* **What you are asked to do**:
Print the lines below from the line with "Reviewer note: verify that every instance of the monkey's head" to the line with "column 13, row 784" exactly, keeping both ends, and print no pictures.

Data extracts: Begin

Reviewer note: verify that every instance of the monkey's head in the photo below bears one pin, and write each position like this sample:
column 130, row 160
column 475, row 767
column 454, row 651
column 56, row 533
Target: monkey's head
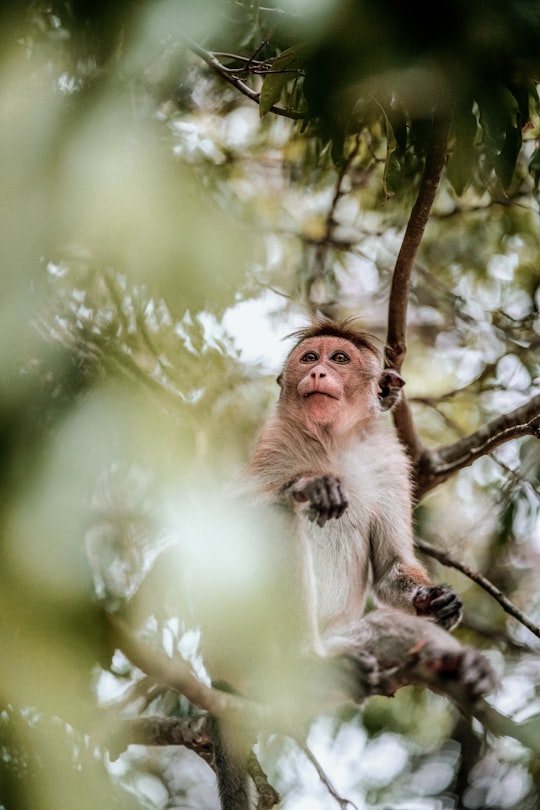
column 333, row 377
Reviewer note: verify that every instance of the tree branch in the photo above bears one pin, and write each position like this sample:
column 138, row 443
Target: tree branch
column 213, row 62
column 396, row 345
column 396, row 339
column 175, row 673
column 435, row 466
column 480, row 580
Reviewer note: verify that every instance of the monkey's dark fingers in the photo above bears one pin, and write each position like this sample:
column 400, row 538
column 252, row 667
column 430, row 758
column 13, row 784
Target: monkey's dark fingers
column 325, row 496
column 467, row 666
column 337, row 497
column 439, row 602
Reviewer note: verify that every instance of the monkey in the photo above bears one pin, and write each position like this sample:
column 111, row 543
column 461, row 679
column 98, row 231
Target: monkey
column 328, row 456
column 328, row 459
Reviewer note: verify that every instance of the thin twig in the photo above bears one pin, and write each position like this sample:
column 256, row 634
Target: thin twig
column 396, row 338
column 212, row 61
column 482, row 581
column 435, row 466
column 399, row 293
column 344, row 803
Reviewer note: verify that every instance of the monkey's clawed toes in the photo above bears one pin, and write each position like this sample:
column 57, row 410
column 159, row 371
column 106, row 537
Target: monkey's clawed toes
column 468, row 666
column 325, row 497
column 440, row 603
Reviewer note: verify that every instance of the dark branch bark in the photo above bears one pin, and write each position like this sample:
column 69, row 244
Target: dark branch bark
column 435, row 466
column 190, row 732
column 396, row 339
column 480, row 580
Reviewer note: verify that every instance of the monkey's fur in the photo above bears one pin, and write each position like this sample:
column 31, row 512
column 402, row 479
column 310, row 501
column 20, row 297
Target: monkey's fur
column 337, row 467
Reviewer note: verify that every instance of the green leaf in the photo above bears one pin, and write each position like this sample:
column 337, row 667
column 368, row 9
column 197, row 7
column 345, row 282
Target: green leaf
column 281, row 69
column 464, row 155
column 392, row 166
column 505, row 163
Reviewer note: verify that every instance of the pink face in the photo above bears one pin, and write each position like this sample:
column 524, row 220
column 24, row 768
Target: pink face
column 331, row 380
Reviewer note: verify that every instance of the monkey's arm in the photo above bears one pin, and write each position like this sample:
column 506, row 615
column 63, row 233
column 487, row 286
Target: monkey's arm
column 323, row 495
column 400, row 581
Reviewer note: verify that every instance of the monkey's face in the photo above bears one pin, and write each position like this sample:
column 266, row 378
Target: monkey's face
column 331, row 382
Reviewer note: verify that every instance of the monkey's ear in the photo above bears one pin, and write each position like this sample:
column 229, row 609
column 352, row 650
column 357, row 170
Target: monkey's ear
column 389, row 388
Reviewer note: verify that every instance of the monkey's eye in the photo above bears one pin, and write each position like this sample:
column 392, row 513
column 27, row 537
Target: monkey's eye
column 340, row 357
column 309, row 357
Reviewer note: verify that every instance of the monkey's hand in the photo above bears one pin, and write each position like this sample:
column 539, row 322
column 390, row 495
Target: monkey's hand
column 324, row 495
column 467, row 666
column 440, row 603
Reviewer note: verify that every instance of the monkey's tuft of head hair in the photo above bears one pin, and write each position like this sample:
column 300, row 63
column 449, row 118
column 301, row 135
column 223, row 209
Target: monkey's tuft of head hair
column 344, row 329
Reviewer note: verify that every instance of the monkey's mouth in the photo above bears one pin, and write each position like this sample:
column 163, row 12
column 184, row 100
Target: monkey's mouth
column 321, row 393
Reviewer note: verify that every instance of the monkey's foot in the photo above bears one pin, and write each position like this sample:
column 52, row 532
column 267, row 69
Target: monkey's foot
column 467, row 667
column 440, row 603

Data extracts: End
Data extracts: Begin

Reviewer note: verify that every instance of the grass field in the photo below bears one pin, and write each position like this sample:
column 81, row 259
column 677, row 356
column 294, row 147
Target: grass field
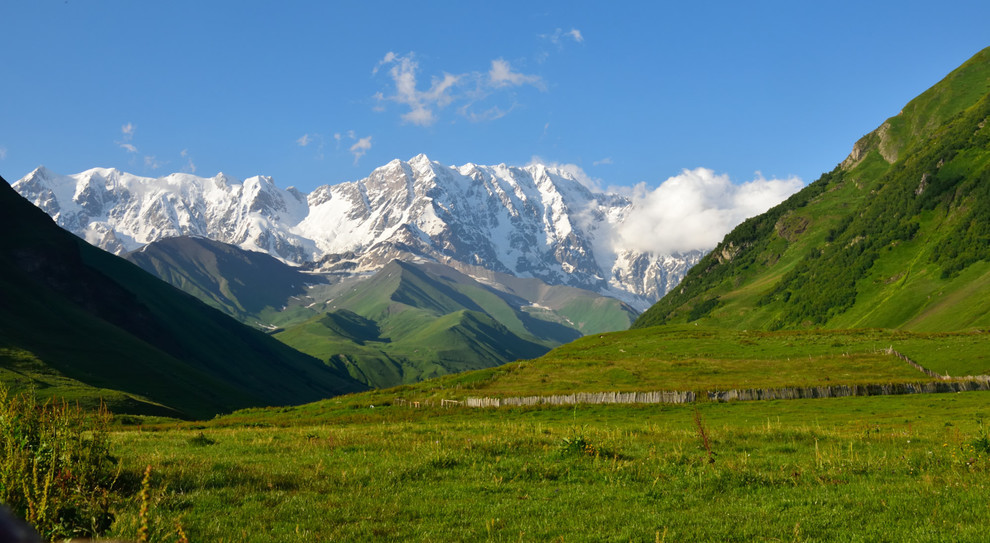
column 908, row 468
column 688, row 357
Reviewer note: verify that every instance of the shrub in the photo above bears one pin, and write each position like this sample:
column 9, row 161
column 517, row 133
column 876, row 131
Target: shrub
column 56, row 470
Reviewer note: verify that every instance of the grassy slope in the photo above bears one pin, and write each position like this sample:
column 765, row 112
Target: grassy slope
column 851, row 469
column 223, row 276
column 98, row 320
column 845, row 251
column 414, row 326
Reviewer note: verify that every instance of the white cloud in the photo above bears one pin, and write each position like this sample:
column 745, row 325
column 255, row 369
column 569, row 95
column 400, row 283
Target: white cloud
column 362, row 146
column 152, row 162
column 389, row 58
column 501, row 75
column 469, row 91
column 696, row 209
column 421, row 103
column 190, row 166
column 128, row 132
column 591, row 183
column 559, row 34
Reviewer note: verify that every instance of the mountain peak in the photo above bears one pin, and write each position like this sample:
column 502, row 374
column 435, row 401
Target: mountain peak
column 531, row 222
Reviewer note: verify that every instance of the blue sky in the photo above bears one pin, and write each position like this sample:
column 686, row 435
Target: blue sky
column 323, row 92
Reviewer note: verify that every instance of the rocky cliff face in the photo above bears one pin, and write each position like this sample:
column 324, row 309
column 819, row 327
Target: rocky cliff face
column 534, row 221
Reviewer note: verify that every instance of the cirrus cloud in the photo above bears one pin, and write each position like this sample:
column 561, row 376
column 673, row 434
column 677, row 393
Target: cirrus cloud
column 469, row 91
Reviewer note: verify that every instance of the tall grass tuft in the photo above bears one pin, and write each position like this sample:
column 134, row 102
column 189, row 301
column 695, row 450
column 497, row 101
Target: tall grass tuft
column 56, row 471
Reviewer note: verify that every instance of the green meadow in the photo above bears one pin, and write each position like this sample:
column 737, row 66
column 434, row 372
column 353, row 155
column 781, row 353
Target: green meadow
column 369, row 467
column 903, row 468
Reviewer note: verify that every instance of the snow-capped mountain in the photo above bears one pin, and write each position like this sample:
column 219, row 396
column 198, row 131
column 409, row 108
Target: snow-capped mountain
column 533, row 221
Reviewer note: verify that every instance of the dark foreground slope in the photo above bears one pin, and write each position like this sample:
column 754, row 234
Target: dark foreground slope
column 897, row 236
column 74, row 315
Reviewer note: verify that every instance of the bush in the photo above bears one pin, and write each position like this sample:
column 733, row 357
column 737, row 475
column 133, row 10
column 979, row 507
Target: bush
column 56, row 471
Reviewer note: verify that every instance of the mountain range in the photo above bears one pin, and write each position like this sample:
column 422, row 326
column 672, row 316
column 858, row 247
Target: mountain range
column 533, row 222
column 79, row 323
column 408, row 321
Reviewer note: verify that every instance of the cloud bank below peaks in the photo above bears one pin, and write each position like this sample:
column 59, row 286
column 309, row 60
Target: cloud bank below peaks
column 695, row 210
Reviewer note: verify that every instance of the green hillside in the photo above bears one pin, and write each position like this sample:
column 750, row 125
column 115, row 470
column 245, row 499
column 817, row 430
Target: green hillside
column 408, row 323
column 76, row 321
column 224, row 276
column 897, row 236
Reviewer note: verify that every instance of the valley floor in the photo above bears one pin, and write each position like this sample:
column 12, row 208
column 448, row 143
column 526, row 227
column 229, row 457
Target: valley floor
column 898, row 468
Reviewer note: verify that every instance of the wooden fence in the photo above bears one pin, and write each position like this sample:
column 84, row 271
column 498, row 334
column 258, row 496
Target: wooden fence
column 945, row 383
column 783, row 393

Data extracts: End
Data extracts: Begin

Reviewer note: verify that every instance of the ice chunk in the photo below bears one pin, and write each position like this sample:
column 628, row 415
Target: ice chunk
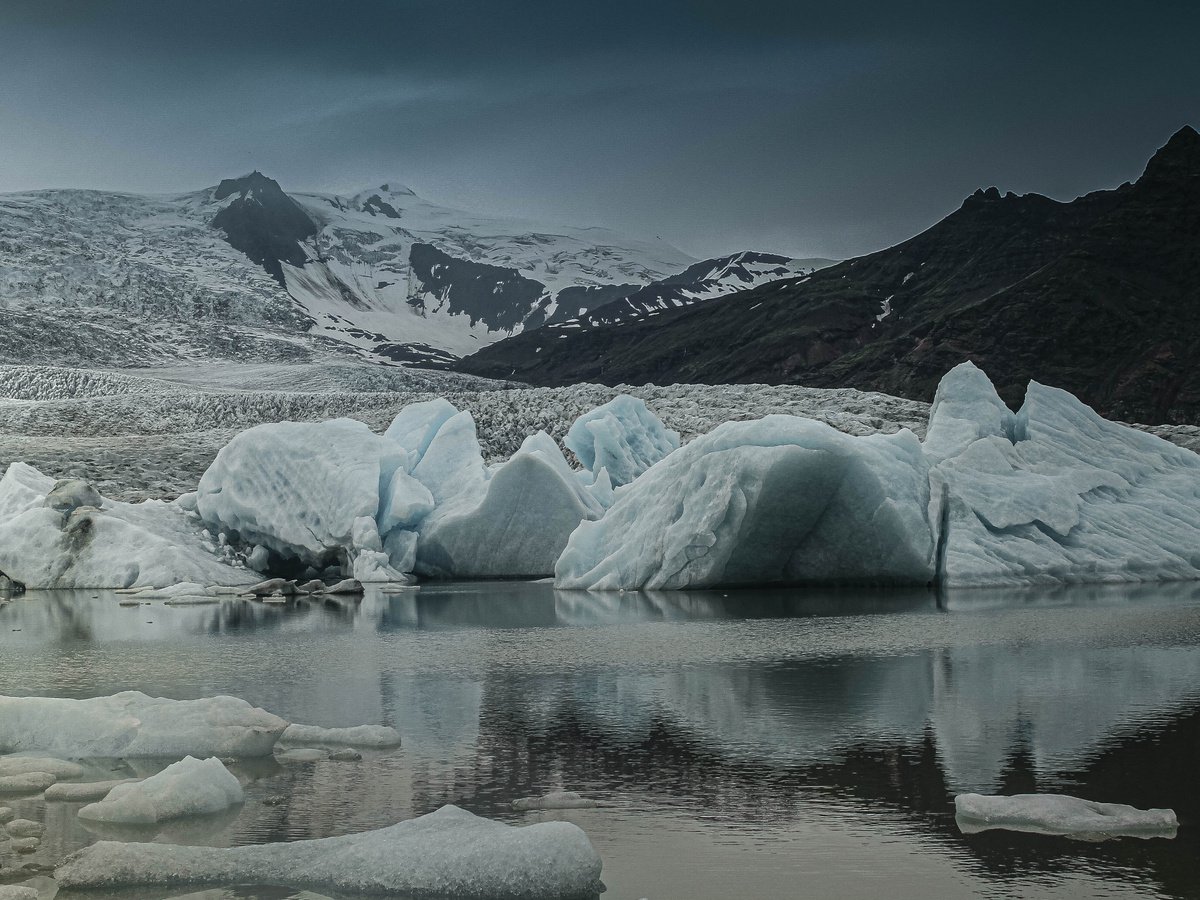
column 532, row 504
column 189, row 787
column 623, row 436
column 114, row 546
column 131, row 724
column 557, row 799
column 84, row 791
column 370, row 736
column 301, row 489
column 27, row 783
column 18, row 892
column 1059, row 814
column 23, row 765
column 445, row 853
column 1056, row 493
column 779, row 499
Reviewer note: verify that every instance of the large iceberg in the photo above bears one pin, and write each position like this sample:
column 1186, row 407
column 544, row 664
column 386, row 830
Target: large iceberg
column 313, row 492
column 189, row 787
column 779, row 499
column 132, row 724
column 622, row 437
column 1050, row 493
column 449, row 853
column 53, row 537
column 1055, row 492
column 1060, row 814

Data extracts: End

* **Exercise output**:
Reviewer note: verify that every instance of the monkey's head in the photo below bears one pin, and write each position like this sample:
column 130, row 160
column 475, row 767
column 454, row 651
column 56, row 533
Target: monkey's head
column 333, row 377
Reviewer note: verify that every instance of the tree branch in the photo above bears one pin, and write each position like this sample:
column 138, row 443
Target: tree branch
column 213, row 62
column 396, row 345
column 396, row 339
column 175, row 673
column 435, row 466
column 480, row 580
Reviewer note: verify that every instance of the monkey's dark fingers in the photo above bears one pin, and write each position like this sample:
column 400, row 538
column 252, row 667
column 430, row 758
column 13, row 784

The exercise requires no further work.